# [Selected excerpt]
Strengthening your sales culture is the number one ingredient for building a revenue machine. Unfortunately, most companies think an aggressive comp plan that pressures on high quota attainment will get the job done. They’re wrong.

We’ve been inspired by our own learnings as well as those from leaders around the world. Below we’ve listed the top 10 elements of a winning sales culture:

#1 Hire the right people

This is absolutely critical. If you don’t bring on passionate and capable individuals, you’re planting the seeds of your own destruction. Poor performers not only kill morale but will also hire other poor performers who won’t make them look bad. It’s always better to take longer to hire the right fit than to bring on someone who is merely “functional.” Catch Derek Grant of Pardot‘s short videos with tips on how to avoid false starts with sales hires.

# [Given data]
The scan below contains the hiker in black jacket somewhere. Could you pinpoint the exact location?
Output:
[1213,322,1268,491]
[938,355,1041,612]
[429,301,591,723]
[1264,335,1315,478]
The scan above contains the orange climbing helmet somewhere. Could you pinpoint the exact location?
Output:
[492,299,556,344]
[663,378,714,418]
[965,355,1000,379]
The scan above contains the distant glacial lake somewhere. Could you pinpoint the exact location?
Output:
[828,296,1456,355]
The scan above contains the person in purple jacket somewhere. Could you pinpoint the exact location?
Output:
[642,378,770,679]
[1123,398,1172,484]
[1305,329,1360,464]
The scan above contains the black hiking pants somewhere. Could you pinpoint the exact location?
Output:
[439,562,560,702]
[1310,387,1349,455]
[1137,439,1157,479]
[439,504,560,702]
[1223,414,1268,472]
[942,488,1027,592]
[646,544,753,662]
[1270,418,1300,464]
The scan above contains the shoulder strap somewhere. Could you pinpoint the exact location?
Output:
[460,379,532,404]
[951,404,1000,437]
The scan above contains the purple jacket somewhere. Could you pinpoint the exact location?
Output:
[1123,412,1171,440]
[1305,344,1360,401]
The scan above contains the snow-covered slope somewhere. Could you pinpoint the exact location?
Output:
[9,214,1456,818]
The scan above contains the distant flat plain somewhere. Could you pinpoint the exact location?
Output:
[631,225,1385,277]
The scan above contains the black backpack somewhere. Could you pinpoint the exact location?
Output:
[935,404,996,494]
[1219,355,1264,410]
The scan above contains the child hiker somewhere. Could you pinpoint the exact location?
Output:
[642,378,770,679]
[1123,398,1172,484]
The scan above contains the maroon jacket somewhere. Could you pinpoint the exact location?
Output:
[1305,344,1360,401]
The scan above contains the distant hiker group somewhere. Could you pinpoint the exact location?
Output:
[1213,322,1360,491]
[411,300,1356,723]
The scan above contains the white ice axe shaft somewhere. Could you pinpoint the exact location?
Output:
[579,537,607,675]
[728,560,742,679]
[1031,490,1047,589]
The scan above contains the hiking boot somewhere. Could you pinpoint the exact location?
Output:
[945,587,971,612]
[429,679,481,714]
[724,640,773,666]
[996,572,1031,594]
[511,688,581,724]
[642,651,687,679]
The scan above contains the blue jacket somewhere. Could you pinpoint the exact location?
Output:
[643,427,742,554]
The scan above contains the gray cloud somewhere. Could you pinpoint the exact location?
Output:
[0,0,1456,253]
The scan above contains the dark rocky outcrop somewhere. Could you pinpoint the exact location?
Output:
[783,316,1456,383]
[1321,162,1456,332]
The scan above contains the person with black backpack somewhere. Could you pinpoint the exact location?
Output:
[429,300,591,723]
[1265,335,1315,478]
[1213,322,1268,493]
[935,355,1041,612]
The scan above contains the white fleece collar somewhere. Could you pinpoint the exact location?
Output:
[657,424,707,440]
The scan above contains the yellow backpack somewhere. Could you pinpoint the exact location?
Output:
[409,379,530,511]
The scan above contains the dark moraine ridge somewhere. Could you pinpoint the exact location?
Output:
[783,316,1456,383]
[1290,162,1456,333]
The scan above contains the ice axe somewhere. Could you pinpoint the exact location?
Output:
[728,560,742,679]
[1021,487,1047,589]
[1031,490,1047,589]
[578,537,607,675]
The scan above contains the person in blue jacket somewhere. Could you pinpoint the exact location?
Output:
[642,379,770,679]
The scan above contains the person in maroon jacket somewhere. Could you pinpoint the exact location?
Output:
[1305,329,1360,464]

# [Written request]
In the sales culture text, condense the paragraph beginning "This is absolutely critical" into a short list of its main points.

# [Final result]
- Hiring passionate, capable people is critical; failing to do so plants the seeds of a company's own destruction.
- Poor performers hurt morale and tend to hire other poor performers who won't make them look bad.
- Taking longer to find the right fit beats hiring someone who is merely "functional."
- Derek Grant of Pardot offers short videos with tips on avoiding false starts with sales hires.